== Excerpt provided

As the US and Russia let one treaty after another falter and expire, this urgent book reminds us of the price of those tests. Frenchman Flat recounts the science, politics, and human experience of those who developed nuclear weapons, suffered the consequences, and fought for and against arms control between the 1940s and 1990s. The throughline of this vast, complex story is a 37-kiloton atomic bomb dubbed “Priscilla” that was exploded above a custom-built mini-civilization at Frenchman Flat, Nevada, in 1957. Jon Else uses Priscilla and the bombs that preceded and followed to highlight the terrifying ways we have stockpiled and tested nuclear weapons, how near and often we came to self-annihilation, how we managed to avoid it, and what we did to the planet and to our own bodies in the process, from wartime Los Alamos to the suspension of US and Soviet nuclear testing in 1992.

In the two decades after Hiroshima, a pair of dramatic stories unfolded alongside each other: the scramble to produce ever more powerful nuclear weapons, and the struggle to ban testing of those same weapons. The dramatic narrative takes in the physics of the megaton postwar bombs, the role of private industry, the near misses of the Cuban Missile Crisis and less well-known events, and the testimony of scientists, politicians, doctors, weapons developers, test-site workers, ranchers, and families downwind of test sites.

This powerful and persuasive book reminds us how we have—so far—prevented nuclear war by deterrence, diplomacy, and luck. It is for the moment a success story, and a warning.

Jon Else is a documentary filmmaker and Professor Emeritus at the UC Berkeley Graduate School of Journalism. A MacArthur Fellow, two-time Oscar nominee, and five-time Emmy winner, he produced and directed the first ever film about J. Robert Oppenheimer, The Day After Trinity, and was series producer and cinematographer for Henry Hampton’s Eyes on the Prize.

====
== Supplied records

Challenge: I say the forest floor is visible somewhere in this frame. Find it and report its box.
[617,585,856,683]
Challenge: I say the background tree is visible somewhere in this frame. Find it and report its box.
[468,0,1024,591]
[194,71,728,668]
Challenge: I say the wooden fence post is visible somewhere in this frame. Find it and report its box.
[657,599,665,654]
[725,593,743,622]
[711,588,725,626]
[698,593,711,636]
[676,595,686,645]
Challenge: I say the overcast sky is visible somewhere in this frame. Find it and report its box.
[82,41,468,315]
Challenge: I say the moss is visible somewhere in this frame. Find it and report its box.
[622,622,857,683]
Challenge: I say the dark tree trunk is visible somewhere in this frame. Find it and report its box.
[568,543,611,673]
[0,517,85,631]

====

* [Set problem]:
Answer these questions from the book description above.
1. What was the yield of the atomic bomb dubbed "Priscilla"?
2. In what year were US and Soviet nuclear testing suspended?
3. Which film about J. Robert Oppenheimer did Jon Else produce and direct?

* [Reply]:
1. 37 kilotons.
2. 1992.
3. The Day After Trinity.